# TO BE DONE
Scan the records for the line containing "Check that each instance of the door handle"; extract it and all later lines, verbatim, through the end, and nothing before it.

# MATERIAL SUPPLIED
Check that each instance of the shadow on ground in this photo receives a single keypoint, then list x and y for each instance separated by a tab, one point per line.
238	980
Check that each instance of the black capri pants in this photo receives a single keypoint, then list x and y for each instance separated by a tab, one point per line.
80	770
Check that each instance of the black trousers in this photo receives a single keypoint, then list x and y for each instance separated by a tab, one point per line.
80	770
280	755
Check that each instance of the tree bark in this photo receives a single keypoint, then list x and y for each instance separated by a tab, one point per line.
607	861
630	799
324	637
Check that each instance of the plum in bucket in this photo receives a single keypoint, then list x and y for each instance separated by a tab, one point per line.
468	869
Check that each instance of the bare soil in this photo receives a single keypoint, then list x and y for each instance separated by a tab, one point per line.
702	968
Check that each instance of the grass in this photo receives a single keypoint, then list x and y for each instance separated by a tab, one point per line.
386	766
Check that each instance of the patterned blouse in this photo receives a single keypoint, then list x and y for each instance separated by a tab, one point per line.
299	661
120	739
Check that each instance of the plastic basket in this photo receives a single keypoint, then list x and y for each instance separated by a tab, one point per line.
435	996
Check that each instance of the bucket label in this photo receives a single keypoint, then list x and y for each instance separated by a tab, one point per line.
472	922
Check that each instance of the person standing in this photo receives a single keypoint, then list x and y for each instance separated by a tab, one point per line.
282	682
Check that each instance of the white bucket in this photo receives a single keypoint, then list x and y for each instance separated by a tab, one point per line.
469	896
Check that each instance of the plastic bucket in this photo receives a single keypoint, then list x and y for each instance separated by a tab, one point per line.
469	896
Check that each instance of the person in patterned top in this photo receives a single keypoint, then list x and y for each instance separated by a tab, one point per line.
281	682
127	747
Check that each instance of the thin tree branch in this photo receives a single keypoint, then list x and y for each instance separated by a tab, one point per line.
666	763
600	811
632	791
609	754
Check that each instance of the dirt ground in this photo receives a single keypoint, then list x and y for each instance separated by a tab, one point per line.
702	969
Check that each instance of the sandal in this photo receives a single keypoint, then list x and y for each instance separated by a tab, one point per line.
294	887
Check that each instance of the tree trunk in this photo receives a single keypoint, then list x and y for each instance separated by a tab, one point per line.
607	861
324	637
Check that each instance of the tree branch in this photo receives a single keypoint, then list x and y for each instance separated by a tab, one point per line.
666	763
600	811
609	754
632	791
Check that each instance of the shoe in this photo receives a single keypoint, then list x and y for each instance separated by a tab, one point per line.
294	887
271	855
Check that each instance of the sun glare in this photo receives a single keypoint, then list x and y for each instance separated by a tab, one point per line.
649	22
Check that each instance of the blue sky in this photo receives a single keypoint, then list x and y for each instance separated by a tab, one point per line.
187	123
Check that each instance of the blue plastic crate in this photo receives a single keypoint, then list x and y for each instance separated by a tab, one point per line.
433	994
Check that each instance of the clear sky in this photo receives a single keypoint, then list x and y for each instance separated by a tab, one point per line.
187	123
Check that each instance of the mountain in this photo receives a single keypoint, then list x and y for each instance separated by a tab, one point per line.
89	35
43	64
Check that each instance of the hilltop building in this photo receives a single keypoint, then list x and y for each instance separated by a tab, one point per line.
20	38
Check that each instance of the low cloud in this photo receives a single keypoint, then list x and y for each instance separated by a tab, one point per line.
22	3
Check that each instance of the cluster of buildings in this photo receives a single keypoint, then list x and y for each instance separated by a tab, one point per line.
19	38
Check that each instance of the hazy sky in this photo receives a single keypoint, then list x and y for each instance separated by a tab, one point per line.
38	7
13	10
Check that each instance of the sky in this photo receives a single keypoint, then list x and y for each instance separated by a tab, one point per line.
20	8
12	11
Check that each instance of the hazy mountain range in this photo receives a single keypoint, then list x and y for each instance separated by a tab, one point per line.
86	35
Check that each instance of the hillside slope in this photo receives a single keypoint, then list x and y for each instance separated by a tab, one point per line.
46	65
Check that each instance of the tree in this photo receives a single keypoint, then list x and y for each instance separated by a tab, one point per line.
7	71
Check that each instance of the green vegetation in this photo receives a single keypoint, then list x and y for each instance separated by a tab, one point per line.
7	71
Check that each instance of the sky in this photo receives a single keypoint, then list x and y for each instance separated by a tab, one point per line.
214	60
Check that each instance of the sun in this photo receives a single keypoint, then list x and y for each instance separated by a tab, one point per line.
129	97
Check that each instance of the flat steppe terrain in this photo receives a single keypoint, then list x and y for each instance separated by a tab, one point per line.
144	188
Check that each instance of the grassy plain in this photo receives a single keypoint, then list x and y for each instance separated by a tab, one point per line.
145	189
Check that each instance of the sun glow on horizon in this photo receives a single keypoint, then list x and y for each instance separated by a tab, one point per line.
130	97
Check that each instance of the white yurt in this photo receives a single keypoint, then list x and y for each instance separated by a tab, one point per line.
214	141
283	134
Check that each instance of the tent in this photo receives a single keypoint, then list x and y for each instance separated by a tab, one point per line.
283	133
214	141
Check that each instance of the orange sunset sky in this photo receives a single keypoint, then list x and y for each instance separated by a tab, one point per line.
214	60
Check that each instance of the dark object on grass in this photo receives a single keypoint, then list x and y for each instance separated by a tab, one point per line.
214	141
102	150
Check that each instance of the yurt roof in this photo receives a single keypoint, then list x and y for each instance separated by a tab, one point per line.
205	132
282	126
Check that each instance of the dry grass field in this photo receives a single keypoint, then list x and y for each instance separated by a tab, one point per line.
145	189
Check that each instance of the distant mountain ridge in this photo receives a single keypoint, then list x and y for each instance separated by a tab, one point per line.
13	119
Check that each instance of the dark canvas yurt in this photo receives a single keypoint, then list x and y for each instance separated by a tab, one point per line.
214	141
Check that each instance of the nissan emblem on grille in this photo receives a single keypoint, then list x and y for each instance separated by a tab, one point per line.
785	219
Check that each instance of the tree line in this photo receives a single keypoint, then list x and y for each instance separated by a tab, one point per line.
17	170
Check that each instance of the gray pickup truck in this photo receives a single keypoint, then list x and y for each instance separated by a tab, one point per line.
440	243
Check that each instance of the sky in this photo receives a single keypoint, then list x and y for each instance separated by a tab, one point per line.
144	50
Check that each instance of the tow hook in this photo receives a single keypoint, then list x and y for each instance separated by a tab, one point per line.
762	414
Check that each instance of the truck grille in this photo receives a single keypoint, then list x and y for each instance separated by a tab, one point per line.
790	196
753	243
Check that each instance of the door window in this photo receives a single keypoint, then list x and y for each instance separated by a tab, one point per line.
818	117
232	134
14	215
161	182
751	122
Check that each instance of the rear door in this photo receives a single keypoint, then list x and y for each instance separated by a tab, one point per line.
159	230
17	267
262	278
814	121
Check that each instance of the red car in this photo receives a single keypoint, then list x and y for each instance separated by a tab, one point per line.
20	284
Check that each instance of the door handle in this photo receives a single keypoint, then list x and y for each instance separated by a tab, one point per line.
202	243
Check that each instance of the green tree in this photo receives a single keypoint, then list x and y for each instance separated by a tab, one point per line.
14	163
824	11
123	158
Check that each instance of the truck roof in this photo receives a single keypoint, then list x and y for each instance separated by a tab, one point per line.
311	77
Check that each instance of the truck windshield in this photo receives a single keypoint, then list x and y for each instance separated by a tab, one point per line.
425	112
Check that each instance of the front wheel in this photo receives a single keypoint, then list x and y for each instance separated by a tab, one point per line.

# RESPONSE FOR THIS EXERCISE
Check that each instance of the door handle in this photo receives a single keypoint, then list x and y for each instance separated by a tab, one point per line.
202	243
Check that each instance of the green tree in this photo receives a single keypoint, then list x and y for each instance separated by a tab, one point per line.
14	163
824	11
123	158
Check that each instance of the truck roof in this photo receives a single keypoint, then list x and y for each instance separated by a tab, one point per line.
311	77
Check that each instance of the truck windshield in this photo receives a single keypoint, then list x and y for each instance separated by a tab, one point per line.
425	112
Check that each instance of the front wheel in this photo receives a single keypoint, then list x and y for each instance separated by a tab, one point per line.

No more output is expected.